Directions: Type out all the records word for word. Any pictures are to be left out.
++++
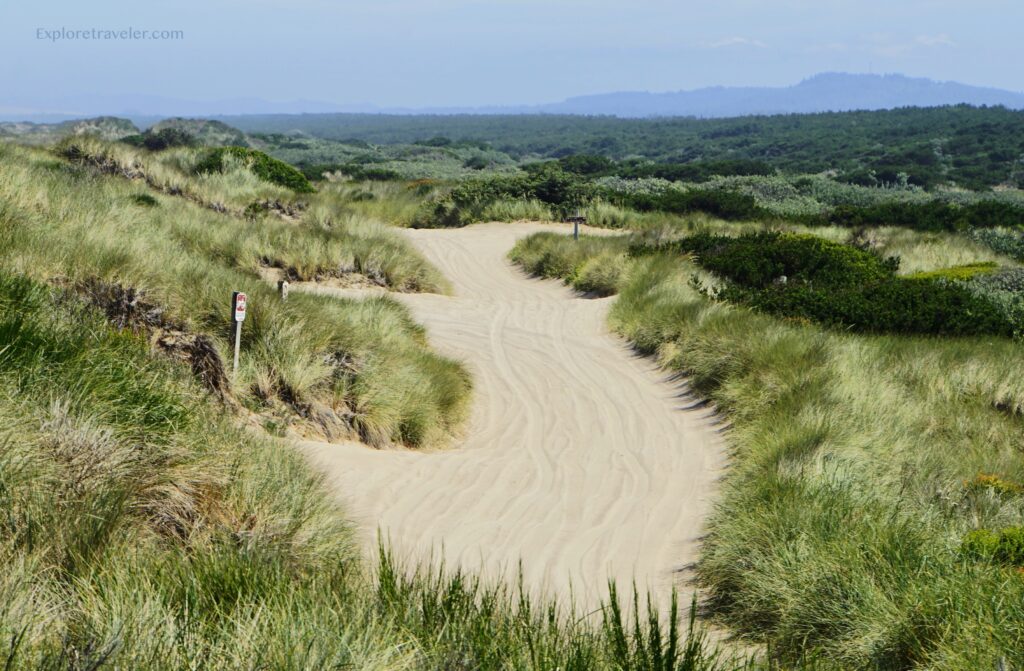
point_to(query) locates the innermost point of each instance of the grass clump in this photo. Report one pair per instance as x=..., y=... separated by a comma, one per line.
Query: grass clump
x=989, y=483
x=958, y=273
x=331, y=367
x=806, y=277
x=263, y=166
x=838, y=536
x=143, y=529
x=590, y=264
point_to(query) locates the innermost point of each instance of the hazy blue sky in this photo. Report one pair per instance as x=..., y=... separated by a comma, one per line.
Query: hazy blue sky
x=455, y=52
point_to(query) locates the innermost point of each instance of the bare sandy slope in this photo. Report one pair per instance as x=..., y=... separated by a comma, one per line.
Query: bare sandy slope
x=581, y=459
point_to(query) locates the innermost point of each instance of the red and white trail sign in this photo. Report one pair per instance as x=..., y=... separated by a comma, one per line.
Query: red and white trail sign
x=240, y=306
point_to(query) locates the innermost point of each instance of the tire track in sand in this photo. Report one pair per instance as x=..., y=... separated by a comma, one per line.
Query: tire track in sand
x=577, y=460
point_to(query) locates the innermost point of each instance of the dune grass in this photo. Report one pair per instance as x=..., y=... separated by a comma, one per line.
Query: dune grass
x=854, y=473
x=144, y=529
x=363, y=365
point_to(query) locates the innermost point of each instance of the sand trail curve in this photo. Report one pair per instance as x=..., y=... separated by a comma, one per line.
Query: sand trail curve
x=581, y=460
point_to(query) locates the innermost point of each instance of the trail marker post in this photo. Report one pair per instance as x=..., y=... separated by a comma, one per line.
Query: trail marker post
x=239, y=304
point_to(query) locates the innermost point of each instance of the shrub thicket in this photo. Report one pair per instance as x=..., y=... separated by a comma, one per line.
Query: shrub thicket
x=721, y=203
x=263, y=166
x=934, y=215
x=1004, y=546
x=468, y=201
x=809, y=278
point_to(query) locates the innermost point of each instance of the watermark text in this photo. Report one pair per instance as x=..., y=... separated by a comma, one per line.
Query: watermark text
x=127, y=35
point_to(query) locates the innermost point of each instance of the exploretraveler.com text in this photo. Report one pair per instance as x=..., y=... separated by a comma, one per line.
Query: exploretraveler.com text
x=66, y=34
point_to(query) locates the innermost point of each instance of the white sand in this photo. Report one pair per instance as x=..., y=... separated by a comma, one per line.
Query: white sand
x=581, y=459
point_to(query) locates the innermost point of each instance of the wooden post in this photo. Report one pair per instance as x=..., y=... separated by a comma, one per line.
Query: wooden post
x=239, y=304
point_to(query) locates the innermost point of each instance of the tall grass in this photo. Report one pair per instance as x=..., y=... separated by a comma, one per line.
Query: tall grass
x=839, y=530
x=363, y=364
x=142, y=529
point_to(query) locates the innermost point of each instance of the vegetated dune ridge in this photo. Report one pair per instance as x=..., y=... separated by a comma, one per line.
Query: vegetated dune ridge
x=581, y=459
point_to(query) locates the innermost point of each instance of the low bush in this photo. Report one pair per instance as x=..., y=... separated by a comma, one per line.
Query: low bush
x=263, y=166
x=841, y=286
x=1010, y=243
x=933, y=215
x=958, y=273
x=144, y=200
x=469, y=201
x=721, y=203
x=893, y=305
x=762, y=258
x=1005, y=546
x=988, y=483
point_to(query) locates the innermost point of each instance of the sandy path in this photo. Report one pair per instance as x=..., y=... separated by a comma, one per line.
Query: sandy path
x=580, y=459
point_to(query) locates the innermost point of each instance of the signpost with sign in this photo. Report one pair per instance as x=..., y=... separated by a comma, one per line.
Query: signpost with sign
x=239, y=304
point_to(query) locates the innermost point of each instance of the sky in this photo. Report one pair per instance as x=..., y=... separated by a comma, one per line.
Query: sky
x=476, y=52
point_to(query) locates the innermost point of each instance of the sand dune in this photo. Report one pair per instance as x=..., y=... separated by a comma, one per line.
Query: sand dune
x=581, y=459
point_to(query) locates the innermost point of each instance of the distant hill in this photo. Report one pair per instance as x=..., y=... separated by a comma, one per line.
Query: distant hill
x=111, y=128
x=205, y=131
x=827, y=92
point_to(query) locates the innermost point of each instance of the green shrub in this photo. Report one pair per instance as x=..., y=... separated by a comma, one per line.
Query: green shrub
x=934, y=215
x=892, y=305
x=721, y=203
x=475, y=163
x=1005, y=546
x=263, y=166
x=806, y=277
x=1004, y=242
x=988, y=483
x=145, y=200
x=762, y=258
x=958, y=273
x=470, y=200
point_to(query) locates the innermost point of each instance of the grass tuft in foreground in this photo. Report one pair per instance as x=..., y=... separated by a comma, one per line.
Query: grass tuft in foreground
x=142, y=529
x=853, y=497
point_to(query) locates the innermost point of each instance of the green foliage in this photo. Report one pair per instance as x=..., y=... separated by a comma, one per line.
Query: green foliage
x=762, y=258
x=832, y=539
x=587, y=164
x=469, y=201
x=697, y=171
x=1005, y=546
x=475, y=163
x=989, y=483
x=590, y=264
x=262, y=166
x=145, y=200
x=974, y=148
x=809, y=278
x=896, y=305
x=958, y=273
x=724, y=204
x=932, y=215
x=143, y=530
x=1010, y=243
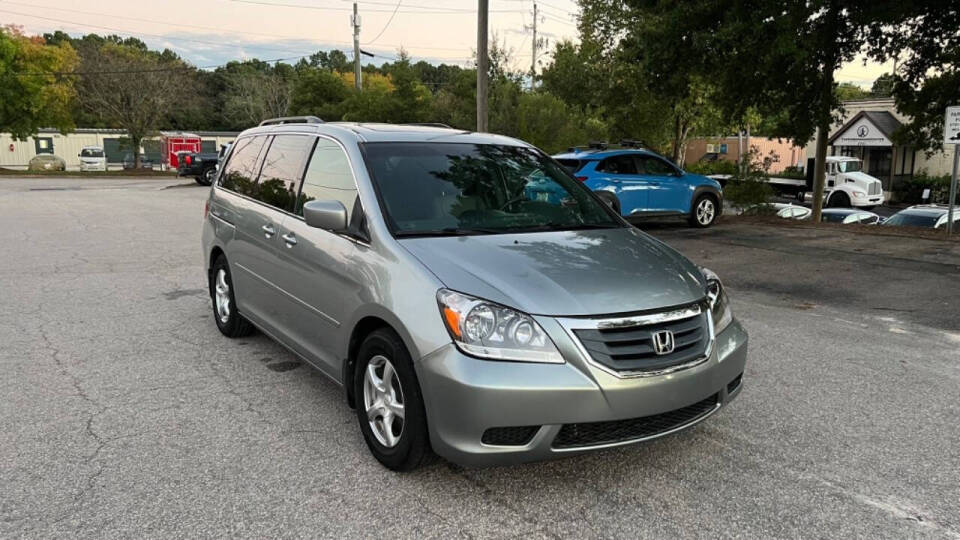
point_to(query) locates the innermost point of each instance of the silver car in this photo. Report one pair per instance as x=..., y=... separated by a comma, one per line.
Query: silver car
++++
Result of the exercise:
point_to(query) locates the innermost point of each instance of the grass clump in this photo. Report one pair per instance as x=..., y=... separated by a comma, one per line.
Query: grass clump
x=989, y=483
x=958, y=273
x=331, y=367
x=806, y=277
x=263, y=166
x=838, y=536
x=143, y=529
x=590, y=264
point_to(query) locates the innermost point of each instance of the hazy blue sky in this photo. Report one pair per instance as x=..., y=... separated by a comma, one per line.
Query: hazy blue sky
x=455, y=52
point_to(query) locates the innermost point of each instance of the bare sandy slope in this photo. Report one pair per instance as x=..., y=... separated by a comma, one per line.
Query: bare sandy slope
x=581, y=459
point_to(query) locates the innermost point of each instance of the red and white trail sign in this photo. Report one pair per instance as x=..., y=... separated by a comma, one per line.
Query: red and white trail sign
x=240, y=306
point_to(query) locates the innermost point of each instance of the tire track in sand in this photo. Report one pair per instance as x=..., y=... separated by a comma, one per line.
Query: tire track in sand
x=577, y=460
point_to(query) locates the innermost point of each instance of the dune grass in this photo. Report one pair per instance as x=..., y=... separated by a comma, one per line.
Query: dune grass
x=854, y=473
x=144, y=529
x=363, y=365
point_to(query) locates the innermost point of each instance of the sand trail curve in this photo. Report one pair per instance as x=..., y=... separated by a comma, one per line.
Query: sand trail curve
x=581, y=460
point_to(query) locates the innermost point of each instance of the trail marker post in this photo. Report one pair per instance as x=..., y=... separated by a comma, one per line.
Query: trail marker post
x=239, y=304
point_to(query) locates the innermost point of each instance of the shrub thicket in this photo. Report one pair per instance as x=..., y=... separated by a comma, one per line.
Query: shrub thicket
x=721, y=203
x=263, y=166
x=934, y=215
x=1004, y=546
x=468, y=201
x=809, y=278
point_to(query) locates the innermost point of each instance of the watermark text in this photo. Report one pair per instance as x=..., y=... separated by a comma, one per line.
Query: watermark text
x=127, y=35
point_to(query) locates the innermost point of each instance of the exploretraveler.com text in this photo. Report one pair per instance as x=..., y=... separated by a comma, one per line.
Query: exploretraveler.com text
x=66, y=34
point_to(query) locates the innermost point of each instance of the white sand in this photo. Report one pair per instance as x=..., y=... separated by a comma, one per line.
Query: white sand
x=581, y=459
point_to(query) locates the innermost point of each instance of the wooden post in this photo. Report one pair per instance as x=..., y=... separated by a comma, one per line.
Query: wooden post
x=239, y=304
point_to(query) locates the innermost point of each instance of the tall grass in this photo. Report one pair per instance as x=..., y=... separated by a comma, one per line.
Query: tall grass
x=839, y=530
x=363, y=364
x=142, y=529
point_to(query) locates the innermost point of each instance of the vegetated dune ridge in this photo. Report one pair per instance as x=..., y=... separated by a comma, one per line.
Query: vegetated dune ridge
x=581, y=459
point_to(query) locates the innermost point of each instance of the low bush in this photo. Report one pair per instance as x=..., y=... separated by a comma, one per line.
Query: low bush
x=263, y=166
x=841, y=286
x=1010, y=243
x=933, y=215
x=958, y=273
x=144, y=200
x=469, y=201
x=721, y=203
x=893, y=305
x=762, y=258
x=1005, y=546
x=988, y=483
point_to(query) locates the innermost point of each instance of the sandy path in this photo. Report one pair per instance as x=..., y=... separated by a comma, one per line.
Query: sandy path
x=580, y=459
point_to(query) locates the innermost point of each instance of the signpost with sign in this photo. Report one pair per instance as x=..., y=... separated by a comma, one per line.
Query: signpost with sign
x=239, y=304
point_to(query) locates the innermost point of each instance of the sky in this photo. Report one pair per instance as x=..., y=... separated by a comma, one per line.
Query: sky
x=476, y=52
point_to(query) locates the innermost point of each instance of the sand dune in this photo. Report one pair per instance as x=..., y=... separated by a comma, one per line.
Query: sand dune
x=581, y=459
point_to(query) locates the innermost point of each instance of the distant hill in this photo. Report one pair per instance as x=..., y=... separated by a comma, one per line.
Query: distant hill
x=111, y=128
x=205, y=131
x=827, y=92
point_to(query) locates the innermost point of each instance of the green shrub in this photo. Report one pair per instance as x=..., y=... separated by a comma, one per line.
Query: green shrub
x=934, y=215
x=892, y=305
x=721, y=203
x=475, y=163
x=1005, y=546
x=263, y=166
x=806, y=277
x=1004, y=242
x=988, y=483
x=145, y=200
x=762, y=258
x=958, y=273
x=470, y=200
point_to(query) locates the innermost point of each instance of the grass tuft in foreground in this photo. Report one pair per instance as x=..., y=... separated by a comma, one per line.
Query: grass tuft in foreground
x=142, y=529
x=853, y=497
point_to(query) locates the innermost point of each instance of the green foliage in this photo. Report one pair per instance as x=..., y=... separated by a comma, one per line.
Query: green foliage
x=762, y=258
x=832, y=539
x=587, y=164
x=469, y=201
x=697, y=171
x=1005, y=546
x=475, y=163
x=989, y=483
x=590, y=264
x=262, y=166
x=145, y=200
x=974, y=148
x=809, y=278
x=896, y=305
x=958, y=273
x=724, y=204
x=932, y=215
x=143, y=530
x=1010, y=243
point_to(query) locates the innermost point of each instance of the silver car in this photo. Report one pair per instance as x=..., y=... separated by a comma, one per line.
Query: silver car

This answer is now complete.